Records excerpted from a collection.

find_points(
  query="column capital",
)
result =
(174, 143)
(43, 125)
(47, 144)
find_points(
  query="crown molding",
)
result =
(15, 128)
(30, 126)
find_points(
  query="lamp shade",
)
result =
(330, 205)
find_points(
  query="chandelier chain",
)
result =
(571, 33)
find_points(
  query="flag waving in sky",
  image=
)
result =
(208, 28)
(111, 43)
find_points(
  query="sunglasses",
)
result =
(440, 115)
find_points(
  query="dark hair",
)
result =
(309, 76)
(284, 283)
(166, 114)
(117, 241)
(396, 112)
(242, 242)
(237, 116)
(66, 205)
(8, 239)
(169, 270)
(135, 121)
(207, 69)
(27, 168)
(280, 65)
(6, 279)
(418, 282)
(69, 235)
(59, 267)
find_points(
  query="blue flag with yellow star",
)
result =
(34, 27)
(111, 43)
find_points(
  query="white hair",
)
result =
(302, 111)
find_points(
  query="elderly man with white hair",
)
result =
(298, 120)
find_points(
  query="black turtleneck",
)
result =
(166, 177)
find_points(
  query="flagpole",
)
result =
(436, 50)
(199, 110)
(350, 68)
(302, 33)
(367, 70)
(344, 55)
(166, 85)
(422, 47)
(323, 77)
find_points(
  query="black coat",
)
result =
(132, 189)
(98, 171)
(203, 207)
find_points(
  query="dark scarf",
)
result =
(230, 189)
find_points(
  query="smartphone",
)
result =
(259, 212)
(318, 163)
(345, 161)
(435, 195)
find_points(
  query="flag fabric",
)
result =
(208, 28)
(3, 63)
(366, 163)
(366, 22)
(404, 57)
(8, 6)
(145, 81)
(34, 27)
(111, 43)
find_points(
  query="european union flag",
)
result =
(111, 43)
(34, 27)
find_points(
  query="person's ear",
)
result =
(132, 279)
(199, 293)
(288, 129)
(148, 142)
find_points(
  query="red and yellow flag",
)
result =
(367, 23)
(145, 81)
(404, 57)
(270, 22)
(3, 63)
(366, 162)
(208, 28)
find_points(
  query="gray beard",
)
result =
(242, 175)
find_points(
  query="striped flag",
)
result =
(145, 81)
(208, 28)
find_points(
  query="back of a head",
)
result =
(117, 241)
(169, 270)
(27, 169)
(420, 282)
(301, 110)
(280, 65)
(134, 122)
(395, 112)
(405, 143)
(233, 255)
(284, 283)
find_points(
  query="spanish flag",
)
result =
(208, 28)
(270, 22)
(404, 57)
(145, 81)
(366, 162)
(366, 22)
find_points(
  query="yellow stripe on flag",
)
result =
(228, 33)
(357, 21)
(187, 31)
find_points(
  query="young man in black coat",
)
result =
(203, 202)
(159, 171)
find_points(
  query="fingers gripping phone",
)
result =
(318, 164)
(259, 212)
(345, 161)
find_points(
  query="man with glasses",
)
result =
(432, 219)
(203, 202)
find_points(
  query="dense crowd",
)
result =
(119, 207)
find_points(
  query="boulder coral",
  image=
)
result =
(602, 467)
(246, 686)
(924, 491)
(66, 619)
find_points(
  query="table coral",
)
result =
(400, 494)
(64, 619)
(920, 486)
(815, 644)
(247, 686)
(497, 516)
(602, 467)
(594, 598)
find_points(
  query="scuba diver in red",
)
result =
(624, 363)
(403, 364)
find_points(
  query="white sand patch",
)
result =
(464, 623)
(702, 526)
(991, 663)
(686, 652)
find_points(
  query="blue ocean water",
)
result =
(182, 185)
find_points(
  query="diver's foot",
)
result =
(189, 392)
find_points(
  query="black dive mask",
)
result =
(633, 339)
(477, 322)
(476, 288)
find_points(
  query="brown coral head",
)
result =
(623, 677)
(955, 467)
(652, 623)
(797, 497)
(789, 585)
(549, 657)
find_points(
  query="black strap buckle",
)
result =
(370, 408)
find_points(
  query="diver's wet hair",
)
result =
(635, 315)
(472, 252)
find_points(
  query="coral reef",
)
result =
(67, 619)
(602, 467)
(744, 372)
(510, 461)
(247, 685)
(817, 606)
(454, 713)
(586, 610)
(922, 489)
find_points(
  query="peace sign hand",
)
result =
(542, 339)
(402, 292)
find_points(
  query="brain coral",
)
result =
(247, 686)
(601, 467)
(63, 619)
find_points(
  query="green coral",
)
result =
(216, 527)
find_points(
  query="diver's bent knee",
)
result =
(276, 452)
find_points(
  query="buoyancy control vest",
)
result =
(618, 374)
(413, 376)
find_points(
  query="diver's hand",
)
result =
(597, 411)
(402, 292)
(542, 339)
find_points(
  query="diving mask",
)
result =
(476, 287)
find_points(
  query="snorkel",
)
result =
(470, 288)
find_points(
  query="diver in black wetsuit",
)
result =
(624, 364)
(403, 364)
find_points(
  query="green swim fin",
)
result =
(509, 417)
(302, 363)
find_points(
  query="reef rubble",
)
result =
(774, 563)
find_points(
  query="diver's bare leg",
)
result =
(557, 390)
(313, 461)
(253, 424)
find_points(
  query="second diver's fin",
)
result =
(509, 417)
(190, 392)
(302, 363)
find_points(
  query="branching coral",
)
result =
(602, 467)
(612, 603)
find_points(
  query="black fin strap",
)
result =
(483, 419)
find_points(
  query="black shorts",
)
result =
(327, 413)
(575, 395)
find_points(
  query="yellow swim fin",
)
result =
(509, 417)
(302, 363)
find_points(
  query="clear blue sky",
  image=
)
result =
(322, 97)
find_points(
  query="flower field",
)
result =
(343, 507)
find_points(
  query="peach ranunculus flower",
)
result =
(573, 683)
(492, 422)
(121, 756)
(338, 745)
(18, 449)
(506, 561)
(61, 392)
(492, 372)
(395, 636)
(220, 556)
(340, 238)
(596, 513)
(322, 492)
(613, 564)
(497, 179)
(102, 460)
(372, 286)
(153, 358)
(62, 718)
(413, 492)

THE PROBLEM. Write out every line of the entries that holds the word "coral".

EXPECTED ANSWER.
  query="boulder coral",
  query="table coral",
  query="brown coral head",
  query="coral reef",
  query="brain coral",
  query="green coral",
  query="branching coral",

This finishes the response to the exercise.